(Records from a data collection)
----------

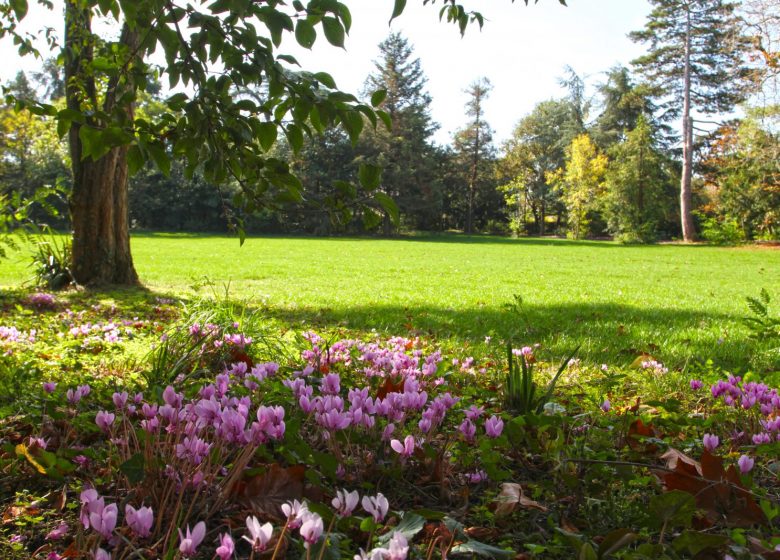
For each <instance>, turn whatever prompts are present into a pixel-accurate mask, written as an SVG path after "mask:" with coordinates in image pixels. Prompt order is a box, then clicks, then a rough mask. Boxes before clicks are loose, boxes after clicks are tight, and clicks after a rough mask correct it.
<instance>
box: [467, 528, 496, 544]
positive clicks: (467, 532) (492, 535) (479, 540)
mask: <svg viewBox="0 0 780 560" xmlns="http://www.w3.org/2000/svg"><path fill="white" fill-rule="evenodd" d="M463 532H464V533H466V534H467V535H468V536H469V538H471V539H476V540H478V541H484V540H488V539H495V538H497V537H500V536H501V531H500V530H498V529H496V528H495V527H467V528H466V529H465V530H464V531H463Z"/></svg>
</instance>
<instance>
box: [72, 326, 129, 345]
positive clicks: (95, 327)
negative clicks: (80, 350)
mask: <svg viewBox="0 0 780 560" xmlns="http://www.w3.org/2000/svg"><path fill="white" fill-rule="evenodd" d="M68 334H69V335H70V336H72V337H73V338H83V339H85V344H89V343H95V342H107V343H109V344H116V343H118V342H120V341H121V340H122V332H121V330H120V326H119V325H117V324H116V323H114V322H113V321H111V322H109V323H95V324H92V323H85V324H83V325H76V326H73V327H71V328H70V329H68Z"/></svg>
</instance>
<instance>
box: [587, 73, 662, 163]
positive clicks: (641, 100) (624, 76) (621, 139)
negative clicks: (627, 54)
mask: <svg viewBox="0 0 780 560" xmlns="http://www.w3.org/2000/svg"><path fill="white" fill-rule="evenodd" d="M598 91H599V94H600V95H601V113H600V114H599V116H598V118H597V119H596V122H595V126H594V127H593V132H592V134H593V139H594V141H595V142H596V143H597V144H598V145H599V147H600V148H601V149H603V150H606V149H608V148H609V147H610V146H612V145H614V144H616V143H618V142H623V141H624V140H625V139H626V136H627V135H628V133H629V132H630V131H632V130H634V128H636V125H637V122H638V121H639V119H640V117H644V119H645V121H646V124H649V123H651V122H652V125H653V128H654V129H655V128H656V127H658V126H659V124H658V123H656V122H655V121H653V118H652V116H653V114H654V113H655V111H656V107H655V105H654V104H653V102H652V100H651V99H650V97H649V95H648V94H649V91H648V87H647V86H646V85H644V84H637V83H635V81H634V79H633V77H632V76H631V72H630V71H629V69H628V68H626V67H625V66H616V67H614V68H612V69H610V70H609V72H608V73H607V81H606V82H604V83H603V84H601V85H600V86H599V87H598ZM664 132H667V130H666V129H665V130H664Z"/></svg>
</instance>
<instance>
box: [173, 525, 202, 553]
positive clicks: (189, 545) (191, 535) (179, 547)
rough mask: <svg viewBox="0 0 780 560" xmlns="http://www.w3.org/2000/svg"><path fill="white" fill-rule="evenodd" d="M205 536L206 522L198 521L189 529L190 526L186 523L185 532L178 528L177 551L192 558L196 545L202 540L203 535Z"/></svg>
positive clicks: (196, 547)
mask: <svg viewBox="0 0 780 560" xmlns="http://www.w3.org/2000/svg"><path fill="white" fill-rule="evenodd" d="M205 536H206V524H205V523H204V522H203V521H200V522H199V523H197V524H196V525H195V527H194V528H193V529H192V531H190V526H189V525H187V531H186V533H182V532H181V529H179V539H180V541H181V542H180V544H179V552H181V553H182V554H183V555H184V557H185V558H192V557H193V556H195V554H196V553H197V551H198V546H200V543H201V542H203V537H205Z"/></svg>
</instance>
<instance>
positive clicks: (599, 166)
mask: <svg viewBox="0 0 780 560" xmlns="http://www.w3.org/2000/svg"><path fill="white" fill-rule="evenodd" d="M607 163H608V160H607V156H605V155H604V154H602V153H600V152H599V150H598V148H597V147H596V145H595V144H594V143H593V140H591V139H590V136H588V135H587V134H580V135H579V136H577V137H576V138H574V140H572V143H571V146H569V149H568V154H567V158H566V166H565V168H560V169H557V170H556V171H554V172H552V173H548V174H547V182H548V183H549V184H551V185H554V186H555V188H556V189H558V190H559V191H560V192H561V196H562V199H563V202H564V204H565V205H566V211H567V216H568V217H567V222H568V226H569V230H568V233H567V235H568V236H569V237H570V238H572V239H582V238H583V237H585V235H587V233H588V225H589V223H590V217H589V213H590V212H591V211H593V210H595V209H596V208H597V203H598V200H599V196H600V195H601V194H602V193H603V191H604V174H605V173H606V170H607Z"/></svg>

----------

→ Required action
Copy every one of the rows above word for word, and leave the pictures out of your copy.

→ Output for this exercise
For each <instance>, turn whatever prompts are present into a pixel-accurate mask, written as an SVG path after "mask:" with coordinates in image pixels. Prompt order is a box, then clicks, then a rough mask. Boxes before clicks are loose, boxes after clicks are tight, and clicks after a rough mask correct it.
<instance>
box: [467, 528, 496, 544]
positive clicks: (467, 532) (492, 535) (479, 540)
mask: <svg viewBox="0 0 780 560" xmlns="http://www.w3.org/2000/svg"><path fill="white" fill-rule="evenodd" d="M463 532H464V533H466V534H467V535H468V536H469V538H471V539H476V540H478V541H484V540H488V539H495V538H497V537H500V536H501V531H500V530H498V529H496V528H495V527H467V528H466V529H465V530H464V531H463Z"/></svg>
</instance>
<instance>
box: [72, 326, 129, 345]
positive clicks: (95, 327)
negative clicks: (80, 350)
mask: <svg viewBox="0 0 780 560" xmlns="http://www.w3.org/2000/svg"><path fill="white" fill-rule="evenodd" d="M68 334H69V335H70V336H72V337H73V338H83V339H85V344H89V343H95V342H107V343H109V344H116V343H118V342H120V341H121V340H122V332H121V330H120V326H119V325H117V324H116V323H114V322H113V321H111V322H109V323H95V324H92V323H85V324H83V325H76V326H73V327H71V328H70V329H68Z"/></svg>
</instance>
<instance>
box: [587, 73, 662, 163]
positive clicks: (641, 100) (624, 76) (621, 139)
negative clicks: (627, 54)
mask: <svg viewBox="0 0 780 560" xmlns="http://www.w3.org/2000/svg"><path fill="white" fill-rule="evenodd" d="M598 91H599V94H600V95H601V113H600V114H599V116H598V118H597V119H596V122H595V126H594V127H593V132H592V134H593V139H594V141H595V142H596V143H597V144H598V145H599V147H600V148H601V149H603V150H606V149H608V148H609V147H610V146H612V145H614V144H616V143H618V142H623V141H624V140H625V139H626V136H627V135H628V133H629V132H630V131H632V130H634V128H636V125H637V122H638V121H639V119H640V117H644V119H645V121H646V124H649V123H651V122H652V125H653V128H654V129H655V128H656V127H658V126H659V124H658V123H656V122H655V121H653V118H652V116H653V114H654V113H655V111H656V107H655V105H654V104H653V102H652V100H651V99H650V97H649V95H648V94H649V91H648V87H647V86H646V85H644V84H637V83H635V81H634V79H633V77H632V76H631V72H630V71H629V69H628V68H626V67H625V66H616V67H614V68H612V69H610V70H609V72H608V73H607V81H606V82H604V83H603V84H601V85H600V86H599V87H598ZM664 132H667V130H666V129H665V130H664Z"/></svg>
</instance>
<instance>
box: [173, 525, 202, 553]
positive clicks: (189, 545) (191, 535) (179, 547)
rough mask: <svg viewBox="0 0 780 560" xmlns="http://www.w3.org/2000/svg"><path fill="white" fill-rule="evenodd" d="M205 536L206 522L198 521L189 529L190 526L186 523L185 532L178 528L177 551L192 558L196 545L202 540L203 535Z"/></svg>
positive clicks: (196, 547)
mask: <svg viewBox="0 0 780 560" xmlns="http://www.w3.org/2000/svg"><path fill="white" fill-rule="evenodd" d="M205 536H206V524H205V523H204V522H203V521H200V522H199V523H197V524H196V525H195V527H194V528H193V529H192V531H190V526H189V525H187V531H186V533H182V532H181V529H179V539H180V541H181V542H180V544H179V552H181V553H182V554H183V555H184V557H185V558H192V557H193V556H195V554H196V553H197V551H198V546H200V543H201V542H203V537H205Z"/></svg>
</instance>
<instance>
positive clicks: (599, 166)
mask: <svg viewBox="0 0 780 560" xmlns="http://www.w3.org/2000/svg"><path fill="white" fill-rule="evenodd" d="M607 163H608V160H607V156H605V155H604V154H602V153H600V152H599V150H598V148H597V147H596V145H595V144H594V143H593V140H591V139H590V136H588V135H587V134H580V135H579V136H577V137H576V138H574V140H572V143H571V146H569V149H568V154H567V158H566V166H565V168H560V169H557V170H556V171H554V172H552V173H548V174H547V182H548V183H549V184H551V185H554V186H555V188H556V189H558V190H559V191H560V192H561V196H562V199H563V202H564V204H565V205H566V211H567V216H568V217H567V222H568V226H569V230H568V233H567V235H568V236H569V237H570V238H572V239H582V238H583V237H585V235H587V233H588V225H589V223H590V217H589V213H590V212H591V211H593V210H595V209H596V208H597V203H598V200H599V196H600V195H601V194H602V193H603V191H604V174H605V173H606V170H607Z"/></svg>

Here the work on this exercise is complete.